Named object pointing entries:
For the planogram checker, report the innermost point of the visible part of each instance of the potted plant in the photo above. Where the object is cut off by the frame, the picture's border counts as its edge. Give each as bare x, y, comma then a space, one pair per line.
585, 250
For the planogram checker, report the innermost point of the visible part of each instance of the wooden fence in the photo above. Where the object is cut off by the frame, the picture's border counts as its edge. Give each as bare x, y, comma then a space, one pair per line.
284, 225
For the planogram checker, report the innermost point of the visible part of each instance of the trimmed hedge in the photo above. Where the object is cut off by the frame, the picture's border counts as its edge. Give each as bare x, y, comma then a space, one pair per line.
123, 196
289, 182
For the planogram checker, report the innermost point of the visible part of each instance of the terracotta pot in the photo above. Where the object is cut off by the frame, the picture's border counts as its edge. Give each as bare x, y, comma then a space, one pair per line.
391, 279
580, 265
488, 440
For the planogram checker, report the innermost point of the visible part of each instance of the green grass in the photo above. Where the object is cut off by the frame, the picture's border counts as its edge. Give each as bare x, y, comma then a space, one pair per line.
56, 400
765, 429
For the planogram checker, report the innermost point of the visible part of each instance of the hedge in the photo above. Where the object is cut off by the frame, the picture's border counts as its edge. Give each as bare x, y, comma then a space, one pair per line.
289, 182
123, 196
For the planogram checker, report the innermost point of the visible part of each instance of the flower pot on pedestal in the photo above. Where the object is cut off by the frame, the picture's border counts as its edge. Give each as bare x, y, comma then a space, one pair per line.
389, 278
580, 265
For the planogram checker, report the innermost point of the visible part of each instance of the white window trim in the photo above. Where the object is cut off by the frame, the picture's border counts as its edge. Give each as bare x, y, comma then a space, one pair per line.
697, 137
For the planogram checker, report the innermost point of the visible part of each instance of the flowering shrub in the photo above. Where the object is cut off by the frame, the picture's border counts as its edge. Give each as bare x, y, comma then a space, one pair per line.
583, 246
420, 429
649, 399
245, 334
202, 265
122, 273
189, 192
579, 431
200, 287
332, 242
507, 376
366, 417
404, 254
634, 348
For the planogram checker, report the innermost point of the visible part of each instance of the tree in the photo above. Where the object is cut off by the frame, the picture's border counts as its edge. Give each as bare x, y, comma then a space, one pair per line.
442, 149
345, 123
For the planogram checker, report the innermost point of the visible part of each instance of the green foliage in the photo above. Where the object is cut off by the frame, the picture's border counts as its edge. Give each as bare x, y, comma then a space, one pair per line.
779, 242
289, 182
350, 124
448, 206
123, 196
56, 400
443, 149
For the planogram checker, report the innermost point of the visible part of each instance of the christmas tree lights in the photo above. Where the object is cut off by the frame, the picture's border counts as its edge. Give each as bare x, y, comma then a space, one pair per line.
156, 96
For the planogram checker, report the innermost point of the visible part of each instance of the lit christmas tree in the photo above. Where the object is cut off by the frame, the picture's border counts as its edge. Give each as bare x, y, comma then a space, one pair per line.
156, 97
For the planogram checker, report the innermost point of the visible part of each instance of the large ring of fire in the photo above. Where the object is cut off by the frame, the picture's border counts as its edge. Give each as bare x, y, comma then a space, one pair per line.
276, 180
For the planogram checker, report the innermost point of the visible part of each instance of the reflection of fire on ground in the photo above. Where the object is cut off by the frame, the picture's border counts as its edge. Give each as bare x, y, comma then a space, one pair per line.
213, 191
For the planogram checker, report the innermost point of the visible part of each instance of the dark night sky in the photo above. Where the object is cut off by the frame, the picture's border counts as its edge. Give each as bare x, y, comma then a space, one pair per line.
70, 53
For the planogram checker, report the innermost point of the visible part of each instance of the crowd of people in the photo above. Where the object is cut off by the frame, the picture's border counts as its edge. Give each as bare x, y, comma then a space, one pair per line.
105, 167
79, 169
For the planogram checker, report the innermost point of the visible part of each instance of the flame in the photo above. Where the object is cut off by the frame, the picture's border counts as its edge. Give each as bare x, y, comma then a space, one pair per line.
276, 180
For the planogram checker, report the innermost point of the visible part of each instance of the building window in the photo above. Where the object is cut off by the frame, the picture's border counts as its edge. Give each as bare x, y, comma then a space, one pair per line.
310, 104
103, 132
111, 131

— Exercise details —
From the line containing "of the reflection" to the last line of the material, please quote every line exactly and only those.

— Solution to the problem —
For the planogram checker, report the innermost point of the visible part of each instance of the reflection of fire on ground in the photo above. Where the object is cut off by the frame, the picture's border counts as its edge. Give each as bare x, y, comma then a space, one pair per line.
213, 191
For the planogram checker, report the innermost point of the visible part of each instance of the dark night sky in the photo above. Where the object is cut off by the frame, the picture's border counts as its edge. Give each as bare x, y, comma then a space, one pair per line.
70, 53
For the planogram checker, report the innermost point of the visible part of each instance of the crowd of people in the photo above. Where the object is cut off by the frame, the picture's border counts as its edge. Give each as bare x, y, comma then a space, one pair per line.
105, 167
79, 169
For the planogram checker, report the innermost point of the visible part of each instance of the flame in the photo above. Where the object is cut off by the frame, the picture's border counts as its edge. Give each as bare x, y, comma then a space, one pair per line.
276, 180
For the planogram checker, report the innermost point of the visible part of each instance of the building window in the photo above. Where the object is cut off by the frame, the picture's border counts as its edge. Give each as bare x, y, comma then a space, one pair per line.
310, 104
103, 132
111, 131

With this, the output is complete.